_PROBLEM REQUIREMENTS_:
Omit the pictures, then write out every entry exactly as it reads.

_DATASET RECORDS_:
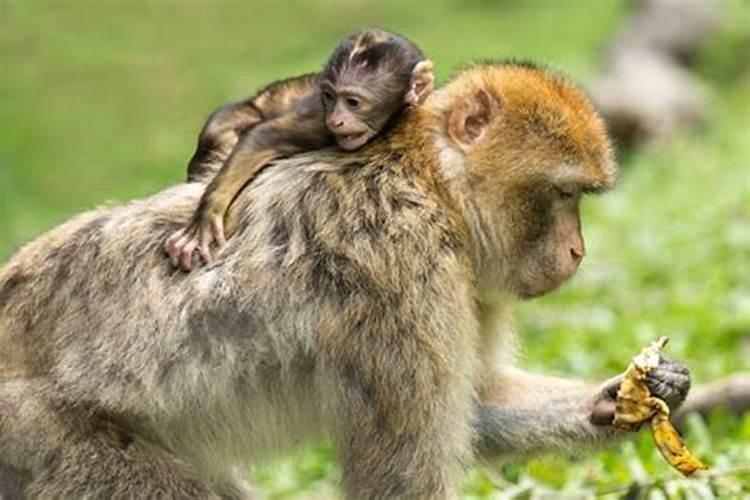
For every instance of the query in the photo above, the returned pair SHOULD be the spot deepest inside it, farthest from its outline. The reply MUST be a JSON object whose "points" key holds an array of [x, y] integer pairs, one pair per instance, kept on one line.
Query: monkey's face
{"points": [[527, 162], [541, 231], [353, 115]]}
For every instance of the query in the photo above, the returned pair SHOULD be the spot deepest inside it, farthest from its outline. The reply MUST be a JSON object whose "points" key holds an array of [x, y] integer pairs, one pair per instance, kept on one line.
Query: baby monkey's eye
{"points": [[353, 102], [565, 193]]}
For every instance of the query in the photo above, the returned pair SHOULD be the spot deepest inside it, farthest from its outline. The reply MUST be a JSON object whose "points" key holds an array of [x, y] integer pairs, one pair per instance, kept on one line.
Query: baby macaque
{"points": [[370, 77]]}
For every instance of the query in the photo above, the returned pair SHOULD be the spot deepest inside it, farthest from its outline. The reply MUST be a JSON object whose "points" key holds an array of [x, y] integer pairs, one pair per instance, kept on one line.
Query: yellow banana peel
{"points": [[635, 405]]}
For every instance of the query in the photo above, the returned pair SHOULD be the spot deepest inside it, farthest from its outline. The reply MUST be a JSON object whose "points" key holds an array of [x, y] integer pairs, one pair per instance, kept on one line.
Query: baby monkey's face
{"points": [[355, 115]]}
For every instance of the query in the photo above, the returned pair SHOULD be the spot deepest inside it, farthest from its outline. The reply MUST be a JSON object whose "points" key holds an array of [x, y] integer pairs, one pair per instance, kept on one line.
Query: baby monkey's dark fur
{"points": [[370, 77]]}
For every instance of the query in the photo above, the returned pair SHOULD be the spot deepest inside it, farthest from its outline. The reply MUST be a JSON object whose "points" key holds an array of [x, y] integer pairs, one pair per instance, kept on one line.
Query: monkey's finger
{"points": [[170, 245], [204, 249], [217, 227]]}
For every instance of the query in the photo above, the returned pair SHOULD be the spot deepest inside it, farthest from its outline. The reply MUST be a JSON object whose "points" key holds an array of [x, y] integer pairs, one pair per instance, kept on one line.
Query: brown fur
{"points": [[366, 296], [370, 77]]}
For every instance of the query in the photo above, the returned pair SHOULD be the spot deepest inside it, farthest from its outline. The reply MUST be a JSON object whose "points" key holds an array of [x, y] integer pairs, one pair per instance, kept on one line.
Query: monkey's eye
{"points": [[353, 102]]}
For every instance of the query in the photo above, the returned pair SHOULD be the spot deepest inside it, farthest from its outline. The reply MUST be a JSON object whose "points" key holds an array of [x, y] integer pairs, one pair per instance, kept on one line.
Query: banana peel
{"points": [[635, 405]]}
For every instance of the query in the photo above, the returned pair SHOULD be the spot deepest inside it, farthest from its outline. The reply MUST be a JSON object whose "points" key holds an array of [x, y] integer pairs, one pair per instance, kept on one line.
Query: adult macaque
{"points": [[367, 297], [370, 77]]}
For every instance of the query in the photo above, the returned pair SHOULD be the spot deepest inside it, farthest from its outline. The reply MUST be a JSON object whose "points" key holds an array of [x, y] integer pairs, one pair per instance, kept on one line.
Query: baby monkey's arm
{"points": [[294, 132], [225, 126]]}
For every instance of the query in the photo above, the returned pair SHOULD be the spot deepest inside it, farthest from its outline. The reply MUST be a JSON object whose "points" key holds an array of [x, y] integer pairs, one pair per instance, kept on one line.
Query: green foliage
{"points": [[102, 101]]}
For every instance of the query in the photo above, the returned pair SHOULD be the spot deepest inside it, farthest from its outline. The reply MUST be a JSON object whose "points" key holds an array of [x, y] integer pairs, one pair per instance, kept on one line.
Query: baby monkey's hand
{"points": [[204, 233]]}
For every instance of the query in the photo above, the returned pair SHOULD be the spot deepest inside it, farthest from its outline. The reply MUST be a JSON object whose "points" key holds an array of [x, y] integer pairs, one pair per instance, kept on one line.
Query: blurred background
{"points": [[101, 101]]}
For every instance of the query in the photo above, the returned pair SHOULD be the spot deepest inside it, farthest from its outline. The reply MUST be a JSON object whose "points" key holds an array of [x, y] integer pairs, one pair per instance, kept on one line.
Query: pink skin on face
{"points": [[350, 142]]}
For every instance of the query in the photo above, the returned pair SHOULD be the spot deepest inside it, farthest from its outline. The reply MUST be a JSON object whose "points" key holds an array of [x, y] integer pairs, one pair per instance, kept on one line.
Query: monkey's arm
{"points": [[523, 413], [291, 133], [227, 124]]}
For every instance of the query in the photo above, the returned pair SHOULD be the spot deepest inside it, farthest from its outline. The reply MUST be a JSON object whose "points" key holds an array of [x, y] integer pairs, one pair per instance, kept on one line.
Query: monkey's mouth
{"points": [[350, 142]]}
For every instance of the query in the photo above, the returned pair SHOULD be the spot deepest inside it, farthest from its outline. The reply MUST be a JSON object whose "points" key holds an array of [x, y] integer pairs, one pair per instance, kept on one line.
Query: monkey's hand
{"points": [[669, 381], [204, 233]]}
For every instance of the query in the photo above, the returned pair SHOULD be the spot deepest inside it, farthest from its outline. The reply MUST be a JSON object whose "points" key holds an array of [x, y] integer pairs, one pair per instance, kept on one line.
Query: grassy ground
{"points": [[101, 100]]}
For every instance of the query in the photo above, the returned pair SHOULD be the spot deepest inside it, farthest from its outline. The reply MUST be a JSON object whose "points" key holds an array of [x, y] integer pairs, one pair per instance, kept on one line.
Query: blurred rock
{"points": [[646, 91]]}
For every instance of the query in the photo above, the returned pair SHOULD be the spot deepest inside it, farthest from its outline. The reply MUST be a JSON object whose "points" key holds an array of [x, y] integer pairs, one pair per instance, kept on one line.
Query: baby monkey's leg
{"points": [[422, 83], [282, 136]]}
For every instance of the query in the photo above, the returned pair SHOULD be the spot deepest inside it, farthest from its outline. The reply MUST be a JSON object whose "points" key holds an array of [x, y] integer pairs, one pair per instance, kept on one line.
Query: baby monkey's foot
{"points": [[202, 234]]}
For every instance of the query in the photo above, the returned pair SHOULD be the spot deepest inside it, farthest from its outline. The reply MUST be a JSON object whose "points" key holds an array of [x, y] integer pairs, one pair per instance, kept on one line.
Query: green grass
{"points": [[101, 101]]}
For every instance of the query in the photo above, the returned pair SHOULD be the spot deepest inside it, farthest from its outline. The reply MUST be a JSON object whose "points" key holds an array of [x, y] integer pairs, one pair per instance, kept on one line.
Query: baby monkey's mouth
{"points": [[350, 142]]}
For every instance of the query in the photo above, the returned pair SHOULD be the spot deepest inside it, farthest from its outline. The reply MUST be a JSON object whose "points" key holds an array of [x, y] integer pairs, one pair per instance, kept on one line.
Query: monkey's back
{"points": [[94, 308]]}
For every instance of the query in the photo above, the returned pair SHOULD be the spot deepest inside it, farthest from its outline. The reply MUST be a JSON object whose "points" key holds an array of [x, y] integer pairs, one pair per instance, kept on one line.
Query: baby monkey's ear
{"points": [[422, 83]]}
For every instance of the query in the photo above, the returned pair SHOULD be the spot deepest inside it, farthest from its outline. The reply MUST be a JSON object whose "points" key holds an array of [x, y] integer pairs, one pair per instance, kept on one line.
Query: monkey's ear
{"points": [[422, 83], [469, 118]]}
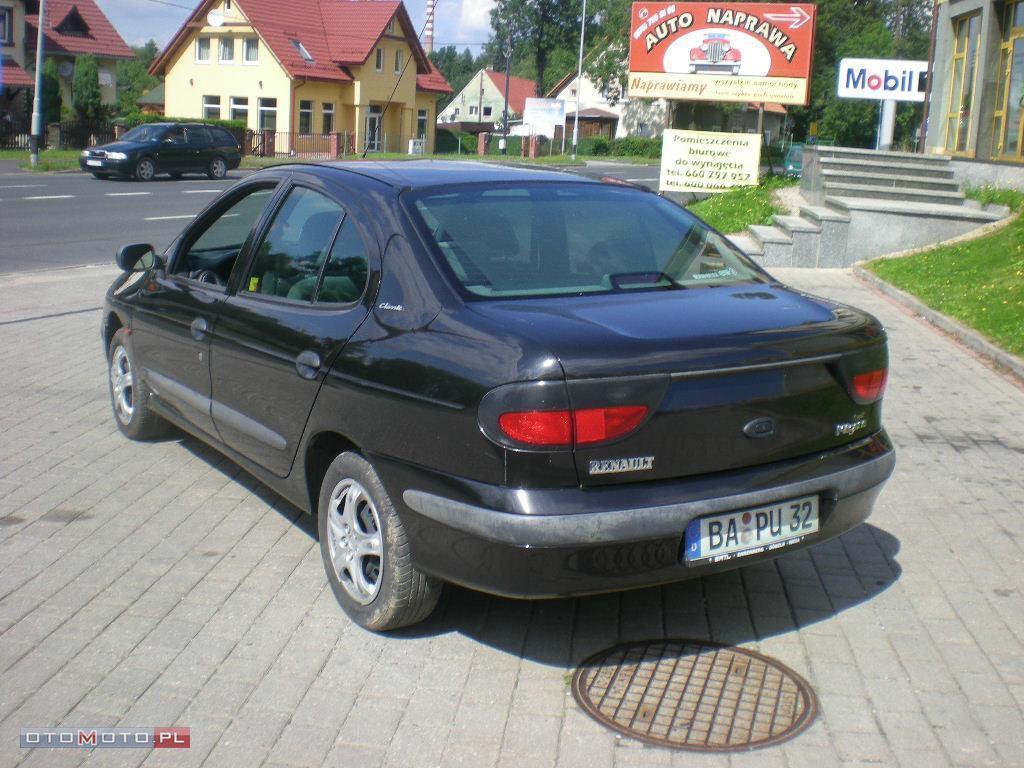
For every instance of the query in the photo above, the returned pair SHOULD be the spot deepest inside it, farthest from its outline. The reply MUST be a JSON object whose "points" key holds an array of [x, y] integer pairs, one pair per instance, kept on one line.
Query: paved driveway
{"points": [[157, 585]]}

_SOLUTION TO THE EXERCISE_:
For every instance of the query in the photo above, the returned pair SHOULD be the spot deepest inside it, farthest from its outline. The reply MUST be a JSON object whose "points" key holds an array of [x, y] integer pairs, one pair per instance, kept on one line.
Query: monkey's face
{"points": [[527, 162], [541, 231], [353, 115]]}
For every instance of the query in the photo above, the returned pair SHOULD be the spot deepest inside it, farthest from its outline. The reply MUST be a JSON object whose "points" key holds an array of [x, y] integer pairs, one pair per instance, kept on one line.
Query: baby monkey's eye
{"points": [[353, 102], [565, 193]]}
For every instance of the query in the photo above, the returned pair SHOULD be the spot deepest inside it, farthest from its outline. The reply MUST be a JSON object whose "points" key holds an array of [x, y] integer pairs, one pair per instance, kept on one line.
Query: baby macaque
{"points": [[370, 77]]}
For every instance of the query in the photo above, the returned pair SHOULD be the spot deepest inside it, farthest from its outline. The reply MUST be a JSON object whose "points" key holds an array of [x, y] integer pairs, one pair per instance, kept on one line.
Query: yellow banana peel
{"points": [[635, 405]]}
For every instance of the query in the photo above, the returned pair SHOULD be the spot deepest inside it, farthest from its outline. The reply MUST be a JSON object whose "points" key holds an array of [x, y] integer pairs, one pair per instance, kept on one line.
Query: baby monkey's face
{"points": [[355, 115]]}
For every instance of the query in the photo above, the returned pair SHOULD be the spot deepest inside it, farthest from its outline. The reply MUST be a JSON object whose "points" key holds an array of [x, y] integer pairs, one pair per instance, kept on one line.
Query: baby monkey's dark fur
{"points": [[370, 77]]}
For every instance of the query in the photo above, the returned pair SHOULD be the spot deepest inside it, farthest from its outline. The reply MUST be a JSON object whose "points" key holds an array of [x, y] integer pairs, one pair per instance, kept on one line.
Query: monkey's finger
{"points": [[170, 245], [204, 249], [217, 227]]}
For every instance of the query in the photo above, the returned pair SHOULD be the spot deepest inside it, farthest from its outline. The reply MUST be a JSON object whose "points" key holds an array of [x, y] integer pairs, one pair per instance, kept on one line.
Query: brown fur
{"points": [[366, 296], [370, 77]]}
For every instance of the query in the photo above, the returned pair SHOULD be the spot deepest inside it, farthest from its outline. The reply MUST be a JSON object whose "points" key holds an array of [x, y] integer pairs, one pair per instance, kept on one line.
Query: monkey's eye
{"points": [[353, 102]]}
For every instance of the query in the photo above, the returned pair SHOULD be the spot deepest inside it, farthest from its outline. The reply MUST be a JSON object whose "points" key holds an array of [x, y] integer pairs, one pair per instance, kept on one line.
Query: banana peel
{"points": [[635, 405]]}
For every instance of the query in the photo above, the returned pair SHOULD be the spot deepest inside it, farthest from its outline. The reply MUST be a JSON object whose "points" key holds an array of [x, y] integer pairs, one pair per instance, kept on one line.
Query: adult macaque
{"points": [[367, 297], [370, 77]]}
For every instance of the query in the photo above, the returned pair SHOULD be the spot deepest inside it, farthest from its outline. The reply MUST be a JSON object whose "points" key holds an array of [x, y] integer pairs, one pair per instance, kept on one line.
Query: baby monkey's arm
{"points": [[294, 132], [225, 126]]}
For every instance of the query in the photo above, the returned pair SHOULD be the spot deepest inside it, farthest from its outline. The reply MUST be a JSON object whose "points" key holds an array of [x, y] integer pairs, one pair per instance, kept on one line.
Query: green foliage
{"points": [[102, 101]]}
For every instance of the query in the photo above, the returned pair SHOULD be the spot deepest inside it, farthest from its outline. The reply MUST be a JSON object whose "points" key holds an array of [x, y] integer pairs, one pair per instance, kept on one line.
Query: baby monkey's hand
{"points": [[204, 233]]}
For every instance of the query in the photo above, the returned pair SHOULD be the spot deepest inside it, farthest from its outline. The reply MUST be a JSON object whose "points" key holds an array of [x, y] integer pairs, one pair per instance, kept on one line.
Query: blurred background
{"points": [[101, 101]]}
For every instance of the query in the photo above, the returned pair SHOULD be the spot deepest inside it, farthest from its outline. The reply MUST be a JSON object whose "points" key holds an array of [x, y] integer pairs, one pair per instance, kept on one line.
Query: pink skin on face
{"points": [[350, 142]]}
For every instance of the query in the photo above, the returned pair SHOULD be the spot deepest inside it, farthest from its outline. The reply MUST be a JSON object whose "points" key holds an array of [x, y] integer pairs, one pair per instance, kept on one line.
Query: monkey's arm
{"points": [[523, 413], [291, 133], [227, 124]]}
For every instance of the query in the photo above, the returned pair SHOULD be the spot deepest inside it, farthest from its outline. The reply MUST be a JSON object whose "points" key holds an array of [x, y] integer pairs, one pair per instance, kept on one line.
Query: monkey's mouth
{"points": [[350, 142]]}
For every instance of the query in the photo above, the returned pair SHOULD be the spot deepest inside it, farthest from its outline. The reply MUST be a JSON object whose "points" key holds an array of [x, y] integer pairs, one pair per instance, kept on one line.
Query: monkey's hand
{"points": [[669, 381], [204, 233]]}
For every instance of the query in the photo above, the returned pair SHOULD be the spot deepest inside it, farthest from its outline. The reply MUST be a JSON object whose "points" key holds an array of [x, y] integer pairs, one pair per instance, kept on one line.
Query: grassy ground
{"points": [[101, 100]]}
For every instance of the query in the photo above, the returned pair SHOULD be the spot deepest inside it, farthest from its outline. The reply MUST be a JSON object whose "points" key holds an array of [x, y] integer pairs, one pair per instance, kept on one line.
Query: blurred rock
{"points": [[646, 91]]}
For every instance of the query in the photo above, the returned pair SHOULD be the spot deepest inside it, farthest from its outline. The reply MUST be a JSON object whose "points" key holds an array of [x, y] integer pairs, one pair per instance, kept on one line.
Query: baby monkey's leg
{"points": [[422, 83], [282, 136]]}
For every instance of the query in the photo above, the returned pair SHOULD be the spot deepest inside it, farthest from its outline. The reply MUST be a JSON object whose "points" key holds an array of [x, y] integer pairs, one pair per instance, kept on one line.
Query: baby monkey's foot
{"points": [[202, 234]]}
For every instance of the query in the photo above, the returned pair SHOULD be the spot deepest inside it, farthest from its outline. The reply MUST be a JSON object whose "points" key holds an array of [x, y] integer pairs, one pair per instance, kept on one line.
Query: green grass
{"points": [[101, 101]]}
For every instance of the query in the photo above, the returned pair SHOULD be the spot deepest inside it, farthest from its outline. The reply MUST be a JSON object whose "points" key holds an array of [x, y] integer pairs, one pair per instance, kept on one line.
Query: baby monkey's mouth
{"points": [[350, 142]]}
For every instance of the query in the photo above, the returned pair SHOULD be the spot deepest inside it, farthest from its outline. The reply MUST be a JSON object whose "points" key holds an array of [x, y] integer pairs, one pair per instance, kept on one line.
Query: monkey's back
{"points": [[94, 308]]}
For every instance of the query in the photo above, the returned pair SHOULD be the spot deepest inside it, farthest from its outline. The reply MUST be a JSON object whose "points" key holds an array of [x, y] integer pairs, one pair per instance, kept on one line.
Query: baby monkey's ear
{"points": [[422, 83]]}
For every instance of the query in the photo above, the returned pair SHOULD be the spot deepest inside it, farthest from its outline. The reply MUST be a JSON object whose "points" key holds an array of [x, y] integer pairs, one pair per instance, kept on one line.
Query: monkey's ear
{"points": [[422, 83], [469, 118]]}
For every instance of the query in the photo above, the returned pair SHOULD be the spot deepest inside it, farthest from its outline. The reply MUST be a JSON object whose "points" key holds an array of [x, y] integer pairs, one pair per instance, kept on one line.
Query: paved driveway
{"points": [[157, 585]]}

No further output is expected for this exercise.